# Looking for non working GT-541 for sale for parts.



## chodges302 (Sep 1, 2011)

Looking for a Brother GT 541 printer for sale, for parts. I have 2 and would like to find a cheap non working one for sale. I definitely need 2 circuit boards because new they are $1,300 each. Live in Florida and will travel as far north as NC and West as far as Alabama, email me at [email protected]


----------



## wcar (Jul 16, 2015)

chodges302 said:


> Looking for a Brother GT 541 printer for sale, for parts. I have 2 and would like to find a cheap non working one for sale. I definitely need 2 circuit boards because new they are $1,300 each. Live in Florida and will travel as far north as NC and West as far as Alabama, email me at [email protected]


A company I work for has two sitting around, and may be interested in selling them. Are you still interested in buying one(or two)?


----------



## chodges302 (Sep 1, 2011)

I am still interested. Where are you located and how much? Email me at [email protected] Thank you.


----------



## Dcbaker79 (Aug 5, 2018)

Carolyn,
I have a GT 541 that we are looking to get rid of. It's been sitting since we turned it off, so the print heads and tubing are likely toast, however, the rest should be just fine. It was working when we turned it off. You can email me directly at [email protected]. 
If not claimed by 9/1/18 it goes to the dump! (We are in Bentonville, AR)


----------



## n8mmdotbiz (Jan 4, 2018)

Carolyn I sent you an email. hoping you didnt toss your 541


----------

▶ [Information provided]:

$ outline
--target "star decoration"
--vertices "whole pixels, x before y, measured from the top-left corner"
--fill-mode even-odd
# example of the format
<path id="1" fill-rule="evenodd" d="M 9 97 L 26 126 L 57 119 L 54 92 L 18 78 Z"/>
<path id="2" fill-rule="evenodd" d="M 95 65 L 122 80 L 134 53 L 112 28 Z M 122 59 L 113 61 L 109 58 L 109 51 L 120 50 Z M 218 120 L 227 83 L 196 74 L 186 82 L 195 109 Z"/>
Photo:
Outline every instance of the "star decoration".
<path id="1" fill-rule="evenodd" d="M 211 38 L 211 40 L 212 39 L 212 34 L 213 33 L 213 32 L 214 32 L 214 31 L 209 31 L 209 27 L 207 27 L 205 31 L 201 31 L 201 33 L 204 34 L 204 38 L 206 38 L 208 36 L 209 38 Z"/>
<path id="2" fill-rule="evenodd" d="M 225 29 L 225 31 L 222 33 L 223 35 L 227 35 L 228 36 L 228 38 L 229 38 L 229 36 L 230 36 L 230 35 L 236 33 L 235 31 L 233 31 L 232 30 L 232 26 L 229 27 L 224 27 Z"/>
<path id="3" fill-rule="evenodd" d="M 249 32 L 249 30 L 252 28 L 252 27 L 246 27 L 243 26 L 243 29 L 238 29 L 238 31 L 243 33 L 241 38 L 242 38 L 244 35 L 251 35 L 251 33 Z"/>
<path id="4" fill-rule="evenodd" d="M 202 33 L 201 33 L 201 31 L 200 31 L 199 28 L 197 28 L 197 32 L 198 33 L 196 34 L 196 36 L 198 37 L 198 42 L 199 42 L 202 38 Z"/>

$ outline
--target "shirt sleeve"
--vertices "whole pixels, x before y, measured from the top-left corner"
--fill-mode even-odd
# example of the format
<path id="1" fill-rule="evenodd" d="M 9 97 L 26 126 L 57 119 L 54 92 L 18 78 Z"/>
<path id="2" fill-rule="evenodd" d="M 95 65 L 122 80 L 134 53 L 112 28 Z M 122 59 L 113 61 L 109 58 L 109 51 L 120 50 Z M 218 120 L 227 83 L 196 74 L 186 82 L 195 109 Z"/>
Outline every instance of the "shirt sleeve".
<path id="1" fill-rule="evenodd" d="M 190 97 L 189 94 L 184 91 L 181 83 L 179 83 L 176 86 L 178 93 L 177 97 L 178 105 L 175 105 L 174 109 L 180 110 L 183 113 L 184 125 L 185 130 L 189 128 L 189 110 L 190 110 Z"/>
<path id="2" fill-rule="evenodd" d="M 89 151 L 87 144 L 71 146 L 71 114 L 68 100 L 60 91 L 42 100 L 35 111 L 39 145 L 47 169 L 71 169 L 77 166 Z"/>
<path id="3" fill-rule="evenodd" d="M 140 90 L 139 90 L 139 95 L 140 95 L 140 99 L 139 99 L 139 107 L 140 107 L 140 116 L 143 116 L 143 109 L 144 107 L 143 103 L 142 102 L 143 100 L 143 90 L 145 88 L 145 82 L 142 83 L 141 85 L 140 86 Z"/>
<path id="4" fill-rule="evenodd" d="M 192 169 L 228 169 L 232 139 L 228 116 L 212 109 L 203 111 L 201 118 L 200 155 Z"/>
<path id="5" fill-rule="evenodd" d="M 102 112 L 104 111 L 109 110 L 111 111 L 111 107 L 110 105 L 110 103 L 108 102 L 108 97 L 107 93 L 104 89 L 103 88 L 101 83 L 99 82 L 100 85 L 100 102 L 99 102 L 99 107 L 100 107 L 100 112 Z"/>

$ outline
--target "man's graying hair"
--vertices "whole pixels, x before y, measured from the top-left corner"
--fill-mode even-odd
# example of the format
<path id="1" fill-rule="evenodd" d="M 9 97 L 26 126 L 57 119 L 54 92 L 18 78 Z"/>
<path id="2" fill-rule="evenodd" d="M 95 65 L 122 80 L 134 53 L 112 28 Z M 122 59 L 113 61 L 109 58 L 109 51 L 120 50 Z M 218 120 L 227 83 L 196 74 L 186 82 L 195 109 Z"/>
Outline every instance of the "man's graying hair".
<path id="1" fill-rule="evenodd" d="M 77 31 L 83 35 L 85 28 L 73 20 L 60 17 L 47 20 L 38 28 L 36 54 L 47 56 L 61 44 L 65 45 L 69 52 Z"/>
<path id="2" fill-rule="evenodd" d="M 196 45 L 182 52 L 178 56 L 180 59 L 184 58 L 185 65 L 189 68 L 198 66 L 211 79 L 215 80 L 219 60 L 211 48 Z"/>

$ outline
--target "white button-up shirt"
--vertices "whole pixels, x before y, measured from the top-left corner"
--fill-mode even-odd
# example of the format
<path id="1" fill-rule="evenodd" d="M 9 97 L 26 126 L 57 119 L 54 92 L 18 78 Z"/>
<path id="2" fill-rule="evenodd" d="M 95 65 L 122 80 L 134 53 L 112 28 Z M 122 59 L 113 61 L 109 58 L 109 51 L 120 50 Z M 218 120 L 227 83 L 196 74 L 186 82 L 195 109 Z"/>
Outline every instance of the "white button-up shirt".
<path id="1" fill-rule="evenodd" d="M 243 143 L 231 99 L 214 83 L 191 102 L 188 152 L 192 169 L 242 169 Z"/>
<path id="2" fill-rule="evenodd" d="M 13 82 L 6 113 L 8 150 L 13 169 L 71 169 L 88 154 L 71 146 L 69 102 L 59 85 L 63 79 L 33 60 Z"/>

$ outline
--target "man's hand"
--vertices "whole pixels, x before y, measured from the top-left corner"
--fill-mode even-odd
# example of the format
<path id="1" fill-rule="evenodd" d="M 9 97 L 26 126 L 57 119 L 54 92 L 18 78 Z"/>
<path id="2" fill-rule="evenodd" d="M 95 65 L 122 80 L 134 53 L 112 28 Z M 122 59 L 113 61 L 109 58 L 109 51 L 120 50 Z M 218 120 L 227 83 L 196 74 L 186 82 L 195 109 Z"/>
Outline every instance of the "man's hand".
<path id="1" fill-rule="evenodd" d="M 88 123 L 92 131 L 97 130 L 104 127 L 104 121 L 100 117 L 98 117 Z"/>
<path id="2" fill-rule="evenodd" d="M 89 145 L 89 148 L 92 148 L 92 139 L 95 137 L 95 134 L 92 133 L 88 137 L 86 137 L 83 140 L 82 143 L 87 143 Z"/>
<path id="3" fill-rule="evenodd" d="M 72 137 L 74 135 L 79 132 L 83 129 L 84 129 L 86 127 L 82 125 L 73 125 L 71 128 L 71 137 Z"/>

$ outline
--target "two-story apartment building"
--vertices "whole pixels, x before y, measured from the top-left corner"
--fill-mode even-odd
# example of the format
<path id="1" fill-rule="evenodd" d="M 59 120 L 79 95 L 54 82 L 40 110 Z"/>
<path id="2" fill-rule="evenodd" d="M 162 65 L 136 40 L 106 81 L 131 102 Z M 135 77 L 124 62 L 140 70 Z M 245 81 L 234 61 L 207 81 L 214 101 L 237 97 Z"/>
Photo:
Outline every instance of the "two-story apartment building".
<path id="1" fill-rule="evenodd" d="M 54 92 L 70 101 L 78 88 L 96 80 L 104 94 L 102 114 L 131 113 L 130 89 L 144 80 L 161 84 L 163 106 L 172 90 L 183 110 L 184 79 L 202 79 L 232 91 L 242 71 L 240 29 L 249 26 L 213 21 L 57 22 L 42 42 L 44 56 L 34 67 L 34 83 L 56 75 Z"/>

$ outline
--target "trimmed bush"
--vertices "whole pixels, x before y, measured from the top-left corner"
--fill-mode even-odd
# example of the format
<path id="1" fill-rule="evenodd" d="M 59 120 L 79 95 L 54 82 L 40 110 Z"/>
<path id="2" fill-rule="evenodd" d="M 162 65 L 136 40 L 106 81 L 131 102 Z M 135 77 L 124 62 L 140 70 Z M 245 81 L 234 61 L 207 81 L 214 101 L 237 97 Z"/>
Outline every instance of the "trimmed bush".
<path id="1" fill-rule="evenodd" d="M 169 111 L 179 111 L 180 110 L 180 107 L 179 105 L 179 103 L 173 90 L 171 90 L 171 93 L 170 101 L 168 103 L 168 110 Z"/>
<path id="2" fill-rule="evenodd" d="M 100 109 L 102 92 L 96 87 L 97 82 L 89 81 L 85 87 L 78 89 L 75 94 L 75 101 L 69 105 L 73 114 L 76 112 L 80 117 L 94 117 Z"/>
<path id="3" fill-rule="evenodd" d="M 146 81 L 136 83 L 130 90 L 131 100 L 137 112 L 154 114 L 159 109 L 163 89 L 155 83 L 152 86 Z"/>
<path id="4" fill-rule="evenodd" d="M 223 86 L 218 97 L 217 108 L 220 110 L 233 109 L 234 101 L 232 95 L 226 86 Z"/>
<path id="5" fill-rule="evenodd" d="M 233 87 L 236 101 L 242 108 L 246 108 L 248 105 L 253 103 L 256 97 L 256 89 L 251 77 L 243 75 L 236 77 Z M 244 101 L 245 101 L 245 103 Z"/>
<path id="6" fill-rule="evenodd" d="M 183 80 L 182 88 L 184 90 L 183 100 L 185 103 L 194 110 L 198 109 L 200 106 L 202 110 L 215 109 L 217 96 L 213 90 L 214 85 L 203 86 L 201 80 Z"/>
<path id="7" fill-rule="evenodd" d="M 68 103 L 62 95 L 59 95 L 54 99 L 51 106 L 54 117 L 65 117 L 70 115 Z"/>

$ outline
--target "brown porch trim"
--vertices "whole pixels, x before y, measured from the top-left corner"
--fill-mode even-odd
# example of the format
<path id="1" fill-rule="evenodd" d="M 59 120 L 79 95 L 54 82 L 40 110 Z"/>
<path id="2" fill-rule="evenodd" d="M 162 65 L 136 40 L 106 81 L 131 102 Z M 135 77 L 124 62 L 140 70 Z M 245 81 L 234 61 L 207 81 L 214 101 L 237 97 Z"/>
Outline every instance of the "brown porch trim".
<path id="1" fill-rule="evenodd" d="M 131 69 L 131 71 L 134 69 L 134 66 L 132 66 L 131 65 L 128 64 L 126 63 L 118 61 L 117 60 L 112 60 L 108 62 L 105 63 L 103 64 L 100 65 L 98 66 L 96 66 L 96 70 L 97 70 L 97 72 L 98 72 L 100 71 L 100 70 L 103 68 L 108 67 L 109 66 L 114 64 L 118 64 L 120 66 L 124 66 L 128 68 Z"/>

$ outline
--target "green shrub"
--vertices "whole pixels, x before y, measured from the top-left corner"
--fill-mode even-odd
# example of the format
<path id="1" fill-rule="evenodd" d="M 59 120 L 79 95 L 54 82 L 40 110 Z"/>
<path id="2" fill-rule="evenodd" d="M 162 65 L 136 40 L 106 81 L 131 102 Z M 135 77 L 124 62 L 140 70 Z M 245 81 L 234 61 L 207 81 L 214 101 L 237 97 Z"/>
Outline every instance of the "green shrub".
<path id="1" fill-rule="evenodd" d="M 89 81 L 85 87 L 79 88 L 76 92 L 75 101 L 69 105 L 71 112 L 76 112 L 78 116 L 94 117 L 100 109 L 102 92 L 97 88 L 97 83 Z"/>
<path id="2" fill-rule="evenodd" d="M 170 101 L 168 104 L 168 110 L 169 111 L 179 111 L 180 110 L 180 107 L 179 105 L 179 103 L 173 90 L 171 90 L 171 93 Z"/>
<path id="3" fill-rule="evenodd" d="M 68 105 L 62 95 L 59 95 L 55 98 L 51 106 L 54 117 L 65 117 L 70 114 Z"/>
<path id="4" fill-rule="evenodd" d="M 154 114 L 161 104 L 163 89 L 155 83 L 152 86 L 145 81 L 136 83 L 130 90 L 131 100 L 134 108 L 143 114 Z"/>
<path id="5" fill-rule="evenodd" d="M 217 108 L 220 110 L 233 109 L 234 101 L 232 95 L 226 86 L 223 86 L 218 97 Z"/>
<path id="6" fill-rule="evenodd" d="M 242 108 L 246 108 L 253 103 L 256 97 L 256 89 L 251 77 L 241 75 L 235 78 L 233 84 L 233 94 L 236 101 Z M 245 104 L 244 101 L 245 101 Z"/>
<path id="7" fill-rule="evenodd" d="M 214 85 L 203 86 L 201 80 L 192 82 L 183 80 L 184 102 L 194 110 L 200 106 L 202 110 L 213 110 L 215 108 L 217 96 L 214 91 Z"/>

▶ [Written tasks]:
1) Do these statements agree with the GT-541 thread? Answer each with yes or no, and quote the words from the thread that decide it.
(a) The person who started the thread already owns two of the printers.
(b) New circuit boards for the printer cost $1,000 each.
(c) The printer offered from Bentonville was not working when it was switched off.
2) Answer these questions from the GT-541 thread.
(a) What is the farthest west the person who started the thread will travel?
(b) Where is the member who says the printer goes to the dump if not claimed?
(c) How many of the printers does the company wcar works for have sitting around?
3) Write out the part of the GT-541 thread that opens with the words containing "I am still interested." and closes with "directly at [email protected].".

▶ [Per-task outputs]:
1)
(a) Yes: "I have 2"
(b) No: "new they are $1,300 each"
(c) No: "It was working when we turned it off."

2)
(a) Alabama
(b) Bentonville, AR
(c) Two

3)
I am still interested. Where are you located and how much? Email me at [email protected] Thank you.


----------



## Dcbaker79 (Aug 5, 2018)

Carolyn,
I have a GT 541 that we are looking to get rid of. It's been sitting since we turned it off, so the print heads and tubing are likely toast, however, the rest should be just fine. It was working when we turned it off. You can email me directly at [email protected].